Problem to work on:
In the records below, starting at the line that contains "In this exercise you will annotate the oven" and ending at the last line of the records, rename "cabinet door" to "cupboard door" and reproduce only those lines, with everything else unchanged.

Provided information:

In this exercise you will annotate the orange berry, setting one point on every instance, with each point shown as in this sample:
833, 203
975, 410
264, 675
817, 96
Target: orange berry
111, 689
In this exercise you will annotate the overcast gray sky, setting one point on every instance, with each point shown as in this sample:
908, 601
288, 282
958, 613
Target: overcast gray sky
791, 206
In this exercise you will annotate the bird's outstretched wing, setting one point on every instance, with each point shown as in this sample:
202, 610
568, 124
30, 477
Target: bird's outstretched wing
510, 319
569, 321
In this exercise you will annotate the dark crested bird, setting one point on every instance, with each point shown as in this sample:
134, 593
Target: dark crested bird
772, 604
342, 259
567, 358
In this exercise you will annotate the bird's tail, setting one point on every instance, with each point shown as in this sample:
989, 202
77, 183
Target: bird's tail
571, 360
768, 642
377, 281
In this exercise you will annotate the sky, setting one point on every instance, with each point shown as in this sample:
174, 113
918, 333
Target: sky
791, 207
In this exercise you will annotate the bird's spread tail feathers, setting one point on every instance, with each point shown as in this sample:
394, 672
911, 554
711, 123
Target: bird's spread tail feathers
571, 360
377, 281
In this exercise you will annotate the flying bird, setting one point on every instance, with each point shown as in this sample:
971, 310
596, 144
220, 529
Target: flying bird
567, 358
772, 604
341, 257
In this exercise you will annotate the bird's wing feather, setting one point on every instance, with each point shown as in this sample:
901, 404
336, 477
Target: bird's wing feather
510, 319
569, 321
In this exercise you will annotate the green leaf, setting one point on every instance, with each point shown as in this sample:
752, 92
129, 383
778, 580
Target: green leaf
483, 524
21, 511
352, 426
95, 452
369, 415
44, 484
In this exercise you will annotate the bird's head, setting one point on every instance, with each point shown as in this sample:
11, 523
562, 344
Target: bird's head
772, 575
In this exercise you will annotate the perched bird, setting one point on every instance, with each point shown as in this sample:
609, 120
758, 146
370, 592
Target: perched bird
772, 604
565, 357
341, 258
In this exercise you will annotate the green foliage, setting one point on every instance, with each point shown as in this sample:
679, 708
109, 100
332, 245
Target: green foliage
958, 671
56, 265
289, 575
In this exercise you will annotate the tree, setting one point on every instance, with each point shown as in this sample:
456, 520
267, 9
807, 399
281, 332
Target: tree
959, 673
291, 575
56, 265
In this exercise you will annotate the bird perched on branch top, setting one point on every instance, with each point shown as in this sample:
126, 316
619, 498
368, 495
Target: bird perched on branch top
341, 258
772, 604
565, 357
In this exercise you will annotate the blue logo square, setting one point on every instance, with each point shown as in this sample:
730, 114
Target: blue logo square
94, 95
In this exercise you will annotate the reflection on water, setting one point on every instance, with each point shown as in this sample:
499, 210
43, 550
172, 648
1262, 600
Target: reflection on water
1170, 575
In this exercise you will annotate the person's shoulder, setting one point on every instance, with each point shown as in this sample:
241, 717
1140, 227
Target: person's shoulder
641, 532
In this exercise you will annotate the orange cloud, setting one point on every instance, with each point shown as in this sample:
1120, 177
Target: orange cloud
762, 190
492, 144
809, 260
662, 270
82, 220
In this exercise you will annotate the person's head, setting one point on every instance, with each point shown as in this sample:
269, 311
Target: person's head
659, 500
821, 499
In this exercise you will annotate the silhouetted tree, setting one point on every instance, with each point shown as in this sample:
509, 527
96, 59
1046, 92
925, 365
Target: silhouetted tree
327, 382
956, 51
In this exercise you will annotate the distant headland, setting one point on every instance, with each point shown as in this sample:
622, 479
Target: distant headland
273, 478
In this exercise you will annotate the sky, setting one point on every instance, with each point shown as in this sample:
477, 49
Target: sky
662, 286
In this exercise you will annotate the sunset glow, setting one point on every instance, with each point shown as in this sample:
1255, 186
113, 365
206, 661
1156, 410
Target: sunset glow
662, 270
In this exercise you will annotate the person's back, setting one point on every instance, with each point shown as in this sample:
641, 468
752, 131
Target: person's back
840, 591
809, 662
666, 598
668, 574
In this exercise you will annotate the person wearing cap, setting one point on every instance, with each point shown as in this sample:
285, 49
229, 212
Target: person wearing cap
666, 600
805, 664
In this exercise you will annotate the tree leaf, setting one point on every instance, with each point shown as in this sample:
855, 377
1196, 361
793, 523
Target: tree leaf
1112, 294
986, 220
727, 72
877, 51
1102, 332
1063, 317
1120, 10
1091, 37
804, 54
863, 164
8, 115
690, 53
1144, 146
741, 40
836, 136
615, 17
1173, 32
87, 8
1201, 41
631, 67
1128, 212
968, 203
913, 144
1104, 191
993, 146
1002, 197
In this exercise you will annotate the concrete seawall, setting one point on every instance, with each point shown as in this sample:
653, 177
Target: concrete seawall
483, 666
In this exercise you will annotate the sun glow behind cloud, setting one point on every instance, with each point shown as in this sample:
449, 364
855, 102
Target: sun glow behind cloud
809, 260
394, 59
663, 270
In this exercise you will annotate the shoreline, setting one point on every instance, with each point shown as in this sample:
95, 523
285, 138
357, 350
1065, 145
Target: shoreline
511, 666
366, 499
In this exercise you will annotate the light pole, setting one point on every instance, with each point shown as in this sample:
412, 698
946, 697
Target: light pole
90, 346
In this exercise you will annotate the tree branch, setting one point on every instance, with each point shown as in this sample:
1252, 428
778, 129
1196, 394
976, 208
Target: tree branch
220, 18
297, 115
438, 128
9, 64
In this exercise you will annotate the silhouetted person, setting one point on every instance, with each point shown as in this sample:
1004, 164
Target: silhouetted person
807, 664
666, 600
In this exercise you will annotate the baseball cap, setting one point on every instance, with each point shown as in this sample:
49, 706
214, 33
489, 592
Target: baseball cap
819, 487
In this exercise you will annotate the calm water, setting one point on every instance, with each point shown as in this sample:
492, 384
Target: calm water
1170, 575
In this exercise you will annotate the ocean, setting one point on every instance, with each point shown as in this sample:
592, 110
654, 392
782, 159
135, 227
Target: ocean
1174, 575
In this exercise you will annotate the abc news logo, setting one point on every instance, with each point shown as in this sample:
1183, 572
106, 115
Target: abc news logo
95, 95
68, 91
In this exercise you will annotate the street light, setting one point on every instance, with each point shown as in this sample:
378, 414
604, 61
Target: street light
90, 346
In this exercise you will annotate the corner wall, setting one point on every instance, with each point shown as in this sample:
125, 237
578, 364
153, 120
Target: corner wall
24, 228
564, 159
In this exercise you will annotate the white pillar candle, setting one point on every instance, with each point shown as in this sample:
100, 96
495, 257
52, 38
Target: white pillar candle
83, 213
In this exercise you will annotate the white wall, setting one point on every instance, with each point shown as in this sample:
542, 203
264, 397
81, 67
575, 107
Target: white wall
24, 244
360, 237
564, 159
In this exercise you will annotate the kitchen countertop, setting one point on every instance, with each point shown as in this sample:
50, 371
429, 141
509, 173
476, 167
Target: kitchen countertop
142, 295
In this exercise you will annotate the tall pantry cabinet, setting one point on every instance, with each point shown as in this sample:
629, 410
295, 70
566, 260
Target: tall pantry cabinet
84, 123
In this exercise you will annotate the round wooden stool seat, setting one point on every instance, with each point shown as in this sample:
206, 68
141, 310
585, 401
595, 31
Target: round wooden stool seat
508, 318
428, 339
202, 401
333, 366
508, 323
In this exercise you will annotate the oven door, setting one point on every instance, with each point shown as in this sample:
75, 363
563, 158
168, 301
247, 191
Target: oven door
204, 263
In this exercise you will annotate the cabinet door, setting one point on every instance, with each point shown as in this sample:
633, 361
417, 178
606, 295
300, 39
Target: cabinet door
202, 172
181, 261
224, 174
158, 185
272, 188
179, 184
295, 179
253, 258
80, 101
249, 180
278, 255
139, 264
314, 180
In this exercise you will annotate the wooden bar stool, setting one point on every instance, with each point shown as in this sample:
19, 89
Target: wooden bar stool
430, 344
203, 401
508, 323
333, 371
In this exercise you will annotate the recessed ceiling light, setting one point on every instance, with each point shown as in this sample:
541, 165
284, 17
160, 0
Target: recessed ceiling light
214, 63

Response to this task:
In this exercise you will annotate the oven door, setting one point on every instance, with each point shown as in this sample:
75, 363
563, 158
168, 301
247, 191
Target: oven door
204, 263
In this exercise you will annotate the cupboard door, setting one point on every instance, with each point shown as in this sample:
633, 361
417, 178
606, 295
300, 39
Target: cupboard door
202, 172
181, 261
224, 174
158, 185
272, 188
179, 184
295, 179
253, 258
80, 101
249, 180
278, 255
139, 264
314, 180
In this exercise you will annotate the wooden bar stool, setting one point on every instance, with each point shown as in this sample:
19, 89
Target: wooden bar stool
430, 344
203, 401
508, 323
333, 371
In this exercise you will annotate the recessed ceiling light, setting one point on every instance, with each point shown as in this sample:
541, 165
284, 17
160, 0
Target: recessed ceiling light
214, 63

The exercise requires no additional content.